Home » » Mensinergikan Perbedaan Sosial

Mensinergikan Perbedaan Sosial

Oleh: Mohamad Fathollah*
Anarkisme parsialis yang dilakukan oleh kelompok tertentu di Indonesia sudah menjadi potret umum yang jauh dari realitas multikulturalisme. Perpecahan antarkelompok, pertikaian antarsuku, dan penghinaan antaragama sudah menjadi penyakit akut yang melanda negeri majemuk ini.
Sejatinya kehidupan sosial masyarakat Indonesia yang mejemuk ini dapat dikembangkan menuju ke arah living equilibrium (keseimbangan sosial) yang menyejahterakan, mendamaikan, dan membebaskan. Lagipula keanekaramaan sosial yang ada di Indonesia adalah ciri khas yang harus dipertahankan dan dijaga supaya sendi-sendi kehidupan yang lain, seperti kehidupan sosial, politik, ekonomi, budaya, dan bahkan agama, akan teratur dan seimbang. Oleh karena itu tolak ukur kesejahteraan rakyat baik secara ekonomi dan sosial mengacu pada kesejahteraan perbedaan (keberagaman dan keberagamaan) yang ada di Indonesia. Apabila terdapat api dalam keberbedaan itu, niscaya lumbung besar Indonesia raya yang berpedoman pada Pancasila akan runtuh seiring dengan perputaran jaman.
Indonesia negara yang besar apabila bangsanya saling menghormati dan menghargai sebuah perbedaan. Karena kebesaran negara Indonesia bukan dari segi geografisnya dengan ribuan pulau, atau keanekaragaman hayati, namun lebih pada kebesaran yang ditimbulkan oleh bangsa yang majemuk. Sejatinya perbedaan ras, suku, bahasa, agama menjadi kontrol sosial agar dapat meminimalisir konflik. Namun apabila antara kelompok satu dengan lainnya menghendaki kebenaran menurut cara pandang mereka, maka Indonesia selalu saja akan terjerat oleh pertikaian dan permusuhan.
Apabila hal tersebut tidak diakomodir dengan baik dan bijak, maka energi bangsa ini terkuras dengan konflik antar suku, etnis, bahkan agama. Kenyataan tersebut nyata kontras dengan dasar negara Indonesia yang menjunjung tinggi nilai, harkat dan martabat bangsa yang berbeda-beda. Pertikaian atau konflik dalam negara kesatuan Indonesia ini telah muncul sejak masa kerajaan. Akar konflik adalah atas nama kepentingan (interest) oknum ataupun salah satu kelompok tertentu.

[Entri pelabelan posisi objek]
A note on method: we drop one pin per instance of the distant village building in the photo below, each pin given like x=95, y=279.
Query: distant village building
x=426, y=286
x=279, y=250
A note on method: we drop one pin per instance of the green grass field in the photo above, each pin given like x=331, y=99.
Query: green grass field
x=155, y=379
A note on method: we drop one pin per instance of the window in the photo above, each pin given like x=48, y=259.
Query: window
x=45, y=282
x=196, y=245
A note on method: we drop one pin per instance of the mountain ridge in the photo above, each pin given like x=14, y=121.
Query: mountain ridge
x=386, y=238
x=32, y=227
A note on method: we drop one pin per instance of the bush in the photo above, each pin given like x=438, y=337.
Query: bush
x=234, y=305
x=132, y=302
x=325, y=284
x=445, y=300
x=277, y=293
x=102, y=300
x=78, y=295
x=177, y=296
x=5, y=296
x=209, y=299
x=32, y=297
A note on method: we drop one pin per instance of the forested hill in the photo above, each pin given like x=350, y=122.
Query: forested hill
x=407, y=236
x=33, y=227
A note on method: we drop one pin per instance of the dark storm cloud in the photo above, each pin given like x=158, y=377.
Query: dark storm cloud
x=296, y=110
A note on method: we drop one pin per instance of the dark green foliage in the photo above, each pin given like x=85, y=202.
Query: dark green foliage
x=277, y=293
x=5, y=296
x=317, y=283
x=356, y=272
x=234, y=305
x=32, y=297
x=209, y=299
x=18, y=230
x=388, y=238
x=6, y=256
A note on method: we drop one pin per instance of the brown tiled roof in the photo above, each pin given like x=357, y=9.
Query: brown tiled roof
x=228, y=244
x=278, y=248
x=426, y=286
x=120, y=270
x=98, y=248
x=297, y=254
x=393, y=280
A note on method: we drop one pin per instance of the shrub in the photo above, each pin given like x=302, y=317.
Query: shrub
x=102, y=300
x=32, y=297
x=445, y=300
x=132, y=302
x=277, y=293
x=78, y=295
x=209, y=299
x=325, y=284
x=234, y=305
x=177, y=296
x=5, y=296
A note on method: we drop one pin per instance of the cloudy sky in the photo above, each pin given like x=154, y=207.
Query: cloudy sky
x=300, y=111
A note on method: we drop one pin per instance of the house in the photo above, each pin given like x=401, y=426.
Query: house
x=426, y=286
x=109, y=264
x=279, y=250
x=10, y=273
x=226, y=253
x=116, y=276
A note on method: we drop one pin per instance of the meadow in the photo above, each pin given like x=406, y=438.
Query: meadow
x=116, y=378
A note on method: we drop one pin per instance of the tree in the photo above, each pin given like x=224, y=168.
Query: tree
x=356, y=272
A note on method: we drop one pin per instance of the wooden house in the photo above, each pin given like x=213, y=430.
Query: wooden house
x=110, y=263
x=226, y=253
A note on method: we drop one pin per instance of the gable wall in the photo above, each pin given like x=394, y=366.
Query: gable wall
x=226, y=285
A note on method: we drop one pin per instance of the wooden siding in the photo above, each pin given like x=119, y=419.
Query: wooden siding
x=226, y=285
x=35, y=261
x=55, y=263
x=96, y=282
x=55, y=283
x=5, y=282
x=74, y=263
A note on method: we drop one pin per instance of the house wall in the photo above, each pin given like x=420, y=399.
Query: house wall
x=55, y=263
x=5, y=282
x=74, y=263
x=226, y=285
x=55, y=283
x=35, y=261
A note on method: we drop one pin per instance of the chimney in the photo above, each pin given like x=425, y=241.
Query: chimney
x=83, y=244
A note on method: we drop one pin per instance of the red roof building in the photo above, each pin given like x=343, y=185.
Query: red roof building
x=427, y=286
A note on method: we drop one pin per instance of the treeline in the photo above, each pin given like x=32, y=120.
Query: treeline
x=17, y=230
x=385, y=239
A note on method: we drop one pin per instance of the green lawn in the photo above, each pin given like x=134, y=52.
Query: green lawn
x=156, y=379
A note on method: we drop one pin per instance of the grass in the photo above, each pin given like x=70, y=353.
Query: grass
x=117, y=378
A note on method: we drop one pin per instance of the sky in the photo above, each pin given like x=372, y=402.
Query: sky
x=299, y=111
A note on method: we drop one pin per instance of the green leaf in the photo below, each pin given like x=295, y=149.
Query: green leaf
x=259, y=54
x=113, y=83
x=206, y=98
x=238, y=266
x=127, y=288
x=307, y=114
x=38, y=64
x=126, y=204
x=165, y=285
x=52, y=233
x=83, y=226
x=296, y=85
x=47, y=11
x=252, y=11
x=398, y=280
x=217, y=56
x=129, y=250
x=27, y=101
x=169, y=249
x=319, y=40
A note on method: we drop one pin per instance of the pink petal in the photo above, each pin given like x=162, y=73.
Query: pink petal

Perintah A:
Menurut teks tentang perbedaan sosial, apa akar konflik di Indonesia?
Perintah B:
Tuliskan lanjutan teks tentang perbedaan sosial, dimulai setelah kalimat terakhirnya.
Daftar di atas tidak berkaitan dengan teks tentang perbedaan sosial.

Jawaban Akhir A:
Akar konflik adalah kepentingan (interest) oknum ataupun salah satu kelompok tertentu.

Jawaban Akhir B:
Secara sosiologis pertikaian tidak dapat dielakkan dalam kehidupan multikultural. Seperti halnya di Indonesia, dewasa ini perpecahan dan pertikaian antar kelompok mendominasi atas kepentingan politis perorangan atau kelompok tertentu. Kalau ditinjau dari teori konflik bahwa pertikaian yang terjadi di tengah-tengah masyarakat plural dapat ditarik benang merahnya di dalam dua hal yaitu melihat masyarakat sebagai sekumpulan bagian yang disatukan bersama oleh kekuasaan sosial serta kemampuan untuk mengendalikan perilaku orang lain melawan keinginan mereka.
Menurut Collins (1994), pertikaian antar etnis, suku, dan agama berakar pada sifat arogansi dan dominasi yang ada dalam masyarakat multikultural. Sebab dominasi pada gilirannya menimbulkan isyarat potensi konflik antara mereka yang menerima keuntungan dari kekuasaan dan mereka yang tidak mendapatkannya. Misalnya, orang kulit putih secara historis telah mendominasi orang non-kulit putih, dan laki-laki telah mendominasi wanita. Pada masing-masing kasus, kelompok yang dominan telah menggunakan kekuasaannya untuk memperoleh keuntungan dengan mengorbankan kelompok yang lebih rendah.
Menciptakan Dialog
Kita kerap terjebak dengan asumsi yang menyebutkan bahwa di dalam bentuk kebangsaan yang multikultural pertikaian dan konflik antar oknum pasti tidak akan ditemukan ujung pangkalnya. Walaupun secara sosiologis masyarakat yang majemuk sangat rentan dengan konflik tidak berarti bahwa konflik tidak dapat diredakan dan menjadi sehat apabila kita mengelola dengan bijak. Dialog menjadi syarat mutlak bagi terbentuknya bangsa yang baik dan lunak dari konflik sosial.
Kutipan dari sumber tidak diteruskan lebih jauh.